> PAGE EXTRACT
* start *
Drat. I thought I updated my comment here, but obviously not. The crash was repeatable, going away when I reverted the patch, and then returning when I reapplied it, but then (without updating from cvs) it just disappeared. I had no luck in getting a backtrace out of gdb, so I have no idea what caused it. I was seeing slower ibench times from home -> ibench.zdnet.com (ie higher latency than to dogspit interanlly) with the patch, though, but if noone else is seeing those then I'll just blame that as pilot error.
With the latest patch 37679, I improved performance by replacing PR_Now calls with PR_Interval_Now. I ran I-BENCH on Linux with a release build and I am not seeing any change in page load times.
Keywords: perf
OS: Linux → All
Hardware: PC → All
I see one problem with this patch, steps to reproduce: Go bugzilla query page, enter "perf" to keywords-field, and submit query -> Page loads ok, but throbber keeps spinning forever. When i set pref user_pref("content.interrupt.parsing", false); problem goes away. This is on linux. I have some other changes on my tree, so not 100% sure is it this patch.
I don't even have the patch installed (and never have) and I have the problem of the throbber never stopping, but only with the classic skin. CVS build from 06/11, RedHat 7.1
I tried Kevin's patch on my Mac OS 9.1 400 MHz w/ 384 MB of memory and I did not see any side-effects. However, using the default setting, I could not tell any change in responsiveness. Then again, it wasn't that bad without it. More performance tuning needs to be done as cranking the setting up the max did show more responsiveness. Let's get this checked in to get more eyes looking at it.
* end *
> SUPPLIED DATA
* start *
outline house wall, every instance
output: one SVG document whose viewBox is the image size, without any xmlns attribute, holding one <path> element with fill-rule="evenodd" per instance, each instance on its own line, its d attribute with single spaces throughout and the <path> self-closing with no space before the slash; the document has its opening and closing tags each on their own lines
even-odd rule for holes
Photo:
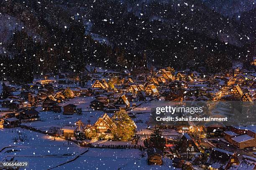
* end *
> TASKS TO CARRY OUT
a) Output the patch discussion's wording between "With the latest" and "it this patch.", inclusive.
b) Summarize the patch discussion in two sentences.
Work only from the patch discussion above.

> ANSWERS TO EACH TASK
a)
With the latest patch 37679, I improved performance by replacing PR_Now calls with PR_Interval_Now. I ran I-BENCH on Linux with a release build and I am not seeing any change in page load times.
Keywords: perf
OS: Linux → All
Hardware: PC → All
I see one problem with this patch, steps to reproduce: Go bugzilla query page, enter "perf" to keywords-field, and submit query -> Page loads ok, but throbber keeps spinning forever. When i set pref user_pref("content.interrupt.parsing", false); problem goes away. This is on linux. I have some other changes on my tree, so not 100% sure is it this patch.

b) One commenter saw a repeatable crash with the patch that later disappeared, and another says the latest patch replaced PR_Now calls with PR_Interval_Now and showed no change in page load times in I-BENCH on Linux. Other testers reported a throbber that kept spinning after a Bugzilla query, though one saw this without the patch, and a test on Mac OS 9.1 found no side-effects and no noticeable change at the default setting, ending with a call to check the patch in.